───── Source extract

From the October 1997 issue of Entrepreneur

Let's say you've just come up with an idea for a ladies' shoe with interchangeable heels. How can you know whether this brainstorm would really work? And how would you explain your idea to someone else so they'd want to buy it? The answer to both questions: Make a prototype.

A prototype is simply a working model of your idea. Most of the time, it's not an exact model of the eventual finished product. In fact, it will most likely be very rough around the edges. However, it will provide you with a means to demonstrate your idea and give you--and investors--a glimpse at what your idea might eventually look like.

Many times an idea makes perfect sense in your mind. When it is turned into a working prototype, however, unexpected flaws appear. This is especially true for complex ideas needing many parts to work. The exercise of building a prototype will help you better develop your idea: You'll discover areas that need improvement and implement changes that could make your idea more valuable and marketable.

Having a prototype makes it easier to sell your idea to potential buyers, who can now see, touch, hear and smell your idea instead of visualizing what you're talking about from looking at drawings or reading a product description. It also proves your idea works, making it helpful in attracting investors, working with manufacturers and finding licensees.

What's Your Type?

Prototypes can serve a variety of purposes and can have a number of formats. Here are a few examples of prototypes you should consider:

vWorking model. This prototype (also called a breadboard) will demonstrate your idea's concept and how it works. It simply does what it's supposed to do without worrying about how it looks. This prototype is used in the early stages of product development to demonstrate functionality and communicate your idea to potential model makers or manufacturers so they can create a finished product for sale.

vPresentation prototype. The name says it all: A presentation prototype is created to present to potential investors or for promotional purposes. When you go to a car show and see an auto maker's "concept car," you're looking at a presentation prototype.

vPre-production prototype. A pre-production prototype looks and functions like the finished product. It is usually the last prototype made before the full-scale manufacturing begins. This prototype gives everyone a chance to inspect the product and make last-minute changes.

──────────

▶ [Exercise brief]: Write the next part of the prototype article above, starting after its final sentence.

───── Listed records

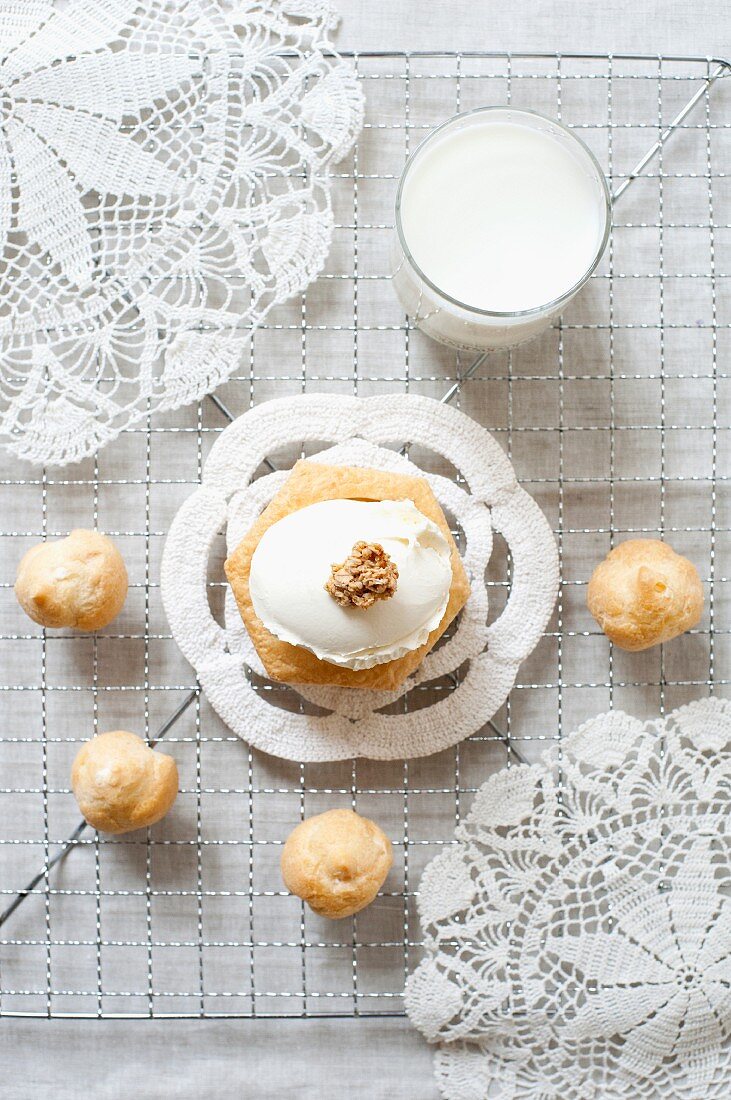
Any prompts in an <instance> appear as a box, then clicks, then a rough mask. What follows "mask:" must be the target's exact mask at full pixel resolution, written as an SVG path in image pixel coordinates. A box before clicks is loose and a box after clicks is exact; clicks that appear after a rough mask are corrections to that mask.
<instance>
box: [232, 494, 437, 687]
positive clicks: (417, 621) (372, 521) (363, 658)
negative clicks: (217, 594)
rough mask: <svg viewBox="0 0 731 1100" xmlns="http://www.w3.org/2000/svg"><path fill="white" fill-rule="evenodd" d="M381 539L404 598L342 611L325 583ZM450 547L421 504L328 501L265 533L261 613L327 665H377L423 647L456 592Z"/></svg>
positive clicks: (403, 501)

──────────
───── Listed records

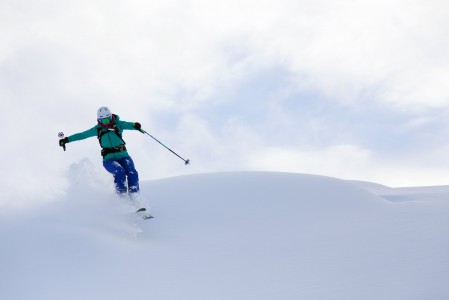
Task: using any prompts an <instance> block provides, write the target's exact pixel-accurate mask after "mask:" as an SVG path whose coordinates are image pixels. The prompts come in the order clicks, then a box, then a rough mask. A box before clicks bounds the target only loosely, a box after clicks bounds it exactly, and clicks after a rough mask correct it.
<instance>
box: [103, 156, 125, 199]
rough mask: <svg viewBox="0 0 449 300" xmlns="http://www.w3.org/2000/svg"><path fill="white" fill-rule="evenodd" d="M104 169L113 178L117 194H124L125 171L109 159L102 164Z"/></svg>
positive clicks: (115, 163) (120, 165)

──────────
───── Listed records

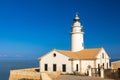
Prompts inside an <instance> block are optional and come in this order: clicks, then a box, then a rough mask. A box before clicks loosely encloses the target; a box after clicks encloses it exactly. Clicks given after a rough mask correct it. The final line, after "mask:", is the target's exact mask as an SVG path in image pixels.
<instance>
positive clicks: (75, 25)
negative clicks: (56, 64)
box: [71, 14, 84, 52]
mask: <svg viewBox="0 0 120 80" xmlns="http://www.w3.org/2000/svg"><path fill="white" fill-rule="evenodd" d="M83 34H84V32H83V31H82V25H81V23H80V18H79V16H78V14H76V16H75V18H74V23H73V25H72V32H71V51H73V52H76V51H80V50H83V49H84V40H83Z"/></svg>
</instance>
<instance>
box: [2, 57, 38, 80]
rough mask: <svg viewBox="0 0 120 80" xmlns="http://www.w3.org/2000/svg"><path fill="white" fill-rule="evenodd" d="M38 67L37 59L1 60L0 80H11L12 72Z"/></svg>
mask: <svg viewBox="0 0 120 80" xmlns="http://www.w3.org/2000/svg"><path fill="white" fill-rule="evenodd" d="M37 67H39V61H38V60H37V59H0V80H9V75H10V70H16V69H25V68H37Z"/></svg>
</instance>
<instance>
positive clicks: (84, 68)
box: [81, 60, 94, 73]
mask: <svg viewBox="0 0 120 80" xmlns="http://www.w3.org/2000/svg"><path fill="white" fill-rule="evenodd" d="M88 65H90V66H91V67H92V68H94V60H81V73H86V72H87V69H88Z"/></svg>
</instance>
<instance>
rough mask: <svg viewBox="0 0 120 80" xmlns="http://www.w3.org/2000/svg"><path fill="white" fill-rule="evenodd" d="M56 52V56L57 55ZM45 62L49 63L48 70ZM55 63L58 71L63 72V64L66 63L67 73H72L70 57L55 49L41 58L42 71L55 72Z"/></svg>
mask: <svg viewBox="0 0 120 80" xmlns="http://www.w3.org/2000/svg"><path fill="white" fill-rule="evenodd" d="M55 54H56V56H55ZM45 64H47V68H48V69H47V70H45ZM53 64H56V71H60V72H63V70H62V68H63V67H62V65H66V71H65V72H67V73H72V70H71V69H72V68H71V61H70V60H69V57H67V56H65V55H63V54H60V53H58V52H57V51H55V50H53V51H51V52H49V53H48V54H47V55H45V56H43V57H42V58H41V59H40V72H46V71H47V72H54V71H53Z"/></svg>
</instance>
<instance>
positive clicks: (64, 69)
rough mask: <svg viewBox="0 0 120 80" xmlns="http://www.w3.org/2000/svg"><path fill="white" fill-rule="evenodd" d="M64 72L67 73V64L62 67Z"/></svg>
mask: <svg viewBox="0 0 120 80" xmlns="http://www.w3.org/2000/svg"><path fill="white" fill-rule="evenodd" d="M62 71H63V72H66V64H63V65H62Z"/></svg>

──────────

▶ [Response]:
Build as many prototypes as you need until you are satisfied all the bugs have been worked out and that your idea is performing perfectly. This helps set a good idea apart from a great one.

Building Blocks

If your product idea is complex and way beyond your level of experience, you may have some difficulty creating a prototype--you may even need to hire someone to make it for you. But more often than not, you can make your own prototype if you're willing to roll up your sleeves and learn what is needed. Compiling the research to understand what goes into making and designing your product will help immensely when you start selling it.

Begin by writing down all the materials, supplies and tools you may need. Next, try to identify the various steps required to assemble your prototype. Creating a prototype is like building a model airplane: You don't make the body and then install the engine. Think about how each part works with the others and how each phase fits into the next. This exercise will be invaluable when you have your product manufactured.

Now identify those parts or materials you may already have around the house or can purchase easily. I've cut off the bottoms of prescription bottles and used the sides for tubing. I've removed spirals from notebooks because I needed a wire coil. If you're having trouble coming up with certain parts, think about what items can substitute for the missing parts. I had an idea for a pool gadget that required a waterproof motor. I found my answer when I went to a pool supply store: a battery-operated pool toy that had a motor inside.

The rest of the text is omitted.